SHORT EXERCISE:
From the line containing "boeing 737-800 in" through the last line of the entries below, repeat each line word for word and leave out the rest.

══════

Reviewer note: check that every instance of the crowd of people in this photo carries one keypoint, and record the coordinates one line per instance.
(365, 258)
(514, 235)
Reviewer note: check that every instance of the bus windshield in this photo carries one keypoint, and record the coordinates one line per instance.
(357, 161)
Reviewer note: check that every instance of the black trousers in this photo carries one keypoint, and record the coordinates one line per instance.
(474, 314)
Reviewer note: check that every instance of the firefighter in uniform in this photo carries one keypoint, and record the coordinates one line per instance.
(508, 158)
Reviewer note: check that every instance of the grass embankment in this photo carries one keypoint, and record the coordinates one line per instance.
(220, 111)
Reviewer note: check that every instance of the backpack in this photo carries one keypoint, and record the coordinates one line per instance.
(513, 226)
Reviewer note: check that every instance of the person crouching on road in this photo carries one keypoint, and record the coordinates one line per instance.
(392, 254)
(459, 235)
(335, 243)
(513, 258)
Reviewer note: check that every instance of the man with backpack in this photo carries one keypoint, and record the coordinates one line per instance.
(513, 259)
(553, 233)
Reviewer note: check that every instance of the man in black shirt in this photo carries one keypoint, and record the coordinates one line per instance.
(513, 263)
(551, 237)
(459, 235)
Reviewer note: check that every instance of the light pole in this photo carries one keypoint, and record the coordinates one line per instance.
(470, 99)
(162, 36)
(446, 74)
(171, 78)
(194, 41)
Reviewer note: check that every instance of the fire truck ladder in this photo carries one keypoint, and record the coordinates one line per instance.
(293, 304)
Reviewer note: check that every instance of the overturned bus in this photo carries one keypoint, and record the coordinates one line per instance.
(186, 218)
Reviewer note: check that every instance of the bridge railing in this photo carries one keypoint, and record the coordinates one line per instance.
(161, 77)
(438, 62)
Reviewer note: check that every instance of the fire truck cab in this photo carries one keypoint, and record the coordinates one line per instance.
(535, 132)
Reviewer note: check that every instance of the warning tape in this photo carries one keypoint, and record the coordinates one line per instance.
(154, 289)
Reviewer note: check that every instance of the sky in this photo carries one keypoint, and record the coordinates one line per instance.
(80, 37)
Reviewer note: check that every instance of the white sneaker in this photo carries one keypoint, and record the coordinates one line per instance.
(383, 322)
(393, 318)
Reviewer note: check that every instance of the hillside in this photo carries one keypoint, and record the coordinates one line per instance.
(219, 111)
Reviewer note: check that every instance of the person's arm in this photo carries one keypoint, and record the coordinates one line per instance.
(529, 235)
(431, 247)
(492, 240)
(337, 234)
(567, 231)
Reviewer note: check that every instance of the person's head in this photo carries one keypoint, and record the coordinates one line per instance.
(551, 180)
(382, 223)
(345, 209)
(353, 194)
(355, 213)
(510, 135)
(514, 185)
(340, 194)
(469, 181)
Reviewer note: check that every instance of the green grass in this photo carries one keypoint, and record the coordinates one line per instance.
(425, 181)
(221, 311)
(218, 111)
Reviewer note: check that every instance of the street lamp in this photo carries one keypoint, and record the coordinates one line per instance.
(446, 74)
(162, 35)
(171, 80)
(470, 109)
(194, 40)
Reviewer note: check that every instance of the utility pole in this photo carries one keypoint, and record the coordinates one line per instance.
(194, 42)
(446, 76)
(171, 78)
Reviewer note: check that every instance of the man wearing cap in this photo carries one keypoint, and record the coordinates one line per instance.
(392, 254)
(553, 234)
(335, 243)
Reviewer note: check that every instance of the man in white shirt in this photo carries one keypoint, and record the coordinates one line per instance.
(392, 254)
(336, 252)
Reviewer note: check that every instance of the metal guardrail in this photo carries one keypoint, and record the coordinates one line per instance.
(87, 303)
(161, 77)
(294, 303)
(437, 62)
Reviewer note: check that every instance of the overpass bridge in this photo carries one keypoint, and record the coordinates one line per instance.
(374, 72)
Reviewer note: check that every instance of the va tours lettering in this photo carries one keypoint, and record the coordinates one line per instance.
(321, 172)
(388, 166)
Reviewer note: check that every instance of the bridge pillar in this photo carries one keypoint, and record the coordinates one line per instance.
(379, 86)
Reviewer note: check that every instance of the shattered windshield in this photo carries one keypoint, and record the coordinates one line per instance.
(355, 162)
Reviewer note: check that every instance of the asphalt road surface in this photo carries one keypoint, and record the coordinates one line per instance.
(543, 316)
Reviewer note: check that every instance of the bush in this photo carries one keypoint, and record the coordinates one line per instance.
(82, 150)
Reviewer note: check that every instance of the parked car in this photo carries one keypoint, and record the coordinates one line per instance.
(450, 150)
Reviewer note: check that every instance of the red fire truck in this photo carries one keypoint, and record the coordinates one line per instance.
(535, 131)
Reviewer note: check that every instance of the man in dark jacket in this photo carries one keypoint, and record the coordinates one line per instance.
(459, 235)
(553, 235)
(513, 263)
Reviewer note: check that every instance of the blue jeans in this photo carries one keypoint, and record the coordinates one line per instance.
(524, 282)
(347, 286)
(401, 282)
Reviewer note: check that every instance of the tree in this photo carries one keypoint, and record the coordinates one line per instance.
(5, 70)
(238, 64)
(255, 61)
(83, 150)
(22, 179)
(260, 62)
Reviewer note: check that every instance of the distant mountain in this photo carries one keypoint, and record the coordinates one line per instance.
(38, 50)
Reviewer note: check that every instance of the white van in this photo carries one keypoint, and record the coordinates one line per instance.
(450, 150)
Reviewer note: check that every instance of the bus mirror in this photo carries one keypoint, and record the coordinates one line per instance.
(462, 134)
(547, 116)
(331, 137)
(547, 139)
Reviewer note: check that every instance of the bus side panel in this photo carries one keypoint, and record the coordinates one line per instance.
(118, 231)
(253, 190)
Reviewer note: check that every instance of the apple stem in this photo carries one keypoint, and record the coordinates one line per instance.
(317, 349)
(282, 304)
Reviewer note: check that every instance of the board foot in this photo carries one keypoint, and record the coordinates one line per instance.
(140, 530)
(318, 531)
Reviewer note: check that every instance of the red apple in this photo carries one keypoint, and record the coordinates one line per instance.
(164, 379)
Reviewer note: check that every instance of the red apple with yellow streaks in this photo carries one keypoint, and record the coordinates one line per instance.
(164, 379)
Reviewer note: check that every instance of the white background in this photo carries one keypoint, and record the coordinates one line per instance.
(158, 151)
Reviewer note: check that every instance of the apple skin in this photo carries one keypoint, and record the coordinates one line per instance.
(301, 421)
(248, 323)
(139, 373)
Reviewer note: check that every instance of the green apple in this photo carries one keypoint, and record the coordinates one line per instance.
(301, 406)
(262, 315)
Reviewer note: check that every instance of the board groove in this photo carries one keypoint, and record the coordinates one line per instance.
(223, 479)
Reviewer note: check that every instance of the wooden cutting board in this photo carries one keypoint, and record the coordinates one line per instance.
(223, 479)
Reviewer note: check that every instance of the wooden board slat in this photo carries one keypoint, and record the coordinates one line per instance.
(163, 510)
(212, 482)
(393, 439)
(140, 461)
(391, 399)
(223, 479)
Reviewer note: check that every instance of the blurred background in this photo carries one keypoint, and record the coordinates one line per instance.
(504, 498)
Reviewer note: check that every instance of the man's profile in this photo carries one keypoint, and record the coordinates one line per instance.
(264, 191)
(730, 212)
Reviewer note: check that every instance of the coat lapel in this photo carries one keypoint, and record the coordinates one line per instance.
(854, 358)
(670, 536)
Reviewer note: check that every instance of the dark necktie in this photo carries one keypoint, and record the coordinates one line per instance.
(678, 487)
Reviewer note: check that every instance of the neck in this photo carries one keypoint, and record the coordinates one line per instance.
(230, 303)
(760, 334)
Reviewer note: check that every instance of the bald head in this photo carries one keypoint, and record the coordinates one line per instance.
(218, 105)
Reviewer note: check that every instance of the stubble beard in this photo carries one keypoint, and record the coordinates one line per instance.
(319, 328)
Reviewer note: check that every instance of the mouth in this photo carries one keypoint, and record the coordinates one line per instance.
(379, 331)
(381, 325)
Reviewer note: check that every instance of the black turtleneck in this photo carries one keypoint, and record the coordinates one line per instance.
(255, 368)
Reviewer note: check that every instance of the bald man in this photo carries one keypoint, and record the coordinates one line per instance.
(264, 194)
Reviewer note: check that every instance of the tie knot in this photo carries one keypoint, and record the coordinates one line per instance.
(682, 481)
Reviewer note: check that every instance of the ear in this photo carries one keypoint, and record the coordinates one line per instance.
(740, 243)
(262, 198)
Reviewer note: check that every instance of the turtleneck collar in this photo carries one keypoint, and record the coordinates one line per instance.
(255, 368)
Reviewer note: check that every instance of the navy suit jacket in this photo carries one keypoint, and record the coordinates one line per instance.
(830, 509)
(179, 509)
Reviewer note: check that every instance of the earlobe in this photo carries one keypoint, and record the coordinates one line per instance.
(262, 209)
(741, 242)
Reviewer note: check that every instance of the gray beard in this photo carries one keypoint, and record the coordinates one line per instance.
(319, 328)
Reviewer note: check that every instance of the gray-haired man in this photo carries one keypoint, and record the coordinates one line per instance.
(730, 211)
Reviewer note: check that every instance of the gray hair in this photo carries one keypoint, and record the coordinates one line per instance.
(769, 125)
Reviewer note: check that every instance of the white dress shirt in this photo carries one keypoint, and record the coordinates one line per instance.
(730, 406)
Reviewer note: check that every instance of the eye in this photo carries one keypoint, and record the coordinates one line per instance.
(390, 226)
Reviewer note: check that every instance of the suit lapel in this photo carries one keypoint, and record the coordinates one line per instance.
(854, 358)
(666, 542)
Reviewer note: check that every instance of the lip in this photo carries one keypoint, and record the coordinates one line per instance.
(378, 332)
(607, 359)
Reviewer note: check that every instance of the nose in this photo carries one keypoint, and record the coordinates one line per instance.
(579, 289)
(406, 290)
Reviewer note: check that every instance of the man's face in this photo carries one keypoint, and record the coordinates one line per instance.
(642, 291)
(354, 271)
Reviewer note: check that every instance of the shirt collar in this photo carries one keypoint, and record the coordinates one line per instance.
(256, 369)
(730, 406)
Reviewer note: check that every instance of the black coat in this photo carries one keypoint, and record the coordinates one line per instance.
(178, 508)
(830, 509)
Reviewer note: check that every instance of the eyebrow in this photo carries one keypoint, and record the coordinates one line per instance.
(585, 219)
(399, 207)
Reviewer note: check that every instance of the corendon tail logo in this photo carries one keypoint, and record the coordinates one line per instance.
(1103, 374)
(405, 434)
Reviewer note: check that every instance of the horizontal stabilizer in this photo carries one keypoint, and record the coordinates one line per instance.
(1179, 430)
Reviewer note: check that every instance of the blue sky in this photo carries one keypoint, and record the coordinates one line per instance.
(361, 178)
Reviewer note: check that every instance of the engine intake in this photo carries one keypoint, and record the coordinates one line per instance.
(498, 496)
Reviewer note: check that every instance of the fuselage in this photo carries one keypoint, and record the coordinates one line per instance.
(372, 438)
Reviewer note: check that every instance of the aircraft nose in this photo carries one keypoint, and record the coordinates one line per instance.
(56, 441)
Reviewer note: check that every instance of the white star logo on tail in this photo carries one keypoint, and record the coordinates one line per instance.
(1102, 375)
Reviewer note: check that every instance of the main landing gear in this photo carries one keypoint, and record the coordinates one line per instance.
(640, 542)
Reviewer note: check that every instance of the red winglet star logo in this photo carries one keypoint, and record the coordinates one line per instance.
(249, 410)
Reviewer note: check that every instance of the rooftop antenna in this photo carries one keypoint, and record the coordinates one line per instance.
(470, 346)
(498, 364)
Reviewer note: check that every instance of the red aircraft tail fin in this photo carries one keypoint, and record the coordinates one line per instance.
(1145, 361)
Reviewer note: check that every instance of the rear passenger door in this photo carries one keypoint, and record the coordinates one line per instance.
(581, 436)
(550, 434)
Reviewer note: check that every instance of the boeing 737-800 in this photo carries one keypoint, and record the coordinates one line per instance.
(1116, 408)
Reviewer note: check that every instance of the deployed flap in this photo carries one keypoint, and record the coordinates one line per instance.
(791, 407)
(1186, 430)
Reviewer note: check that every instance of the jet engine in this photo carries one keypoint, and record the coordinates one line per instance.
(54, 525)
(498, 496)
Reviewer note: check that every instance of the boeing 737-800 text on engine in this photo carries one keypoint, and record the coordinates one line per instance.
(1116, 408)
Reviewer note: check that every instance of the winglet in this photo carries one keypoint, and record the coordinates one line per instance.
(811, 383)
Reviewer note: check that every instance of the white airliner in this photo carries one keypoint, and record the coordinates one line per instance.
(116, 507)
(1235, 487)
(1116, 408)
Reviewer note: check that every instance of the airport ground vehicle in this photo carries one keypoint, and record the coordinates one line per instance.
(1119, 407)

══════

REPLY:
Reviewer note: check that every instance of the boeing 737-800 in this photo carries one keypoint, and record the coordinates one line per instance.
(1116, 408)
Reviewer note: check that every instance of the deployed flap in this photo carries one keypoint, and record the coordinates one line per instance.
(791, 407)
(1186, 430)
Reviewer note: check that every instance of the jet engine in this photo carries one keypoint, and record the coordinates one line per instance.
(54, 525)
(498, 496)
Reviewer note: check that every instance of the boeing 737-800 text on engine in this photo carries one keypoint, and record the coordinates one line per instance.
(1116, 408)
Reviewer note: check that every instance of the winglet in this photo carries one keypoint, and record the coordinates one line per instance.
(811, 383)
Reviewer note: check that every instance of the white airliner in this photo carries one keypoint, and record the coordinates one line per instance.
(116, 507)
(1235, 487)
(1116, 408)
Reviewer note: check that every instance of the airport ground vehicle in this photo carries one keypoint, and record the coordinates one line per instance.
(1119, 407)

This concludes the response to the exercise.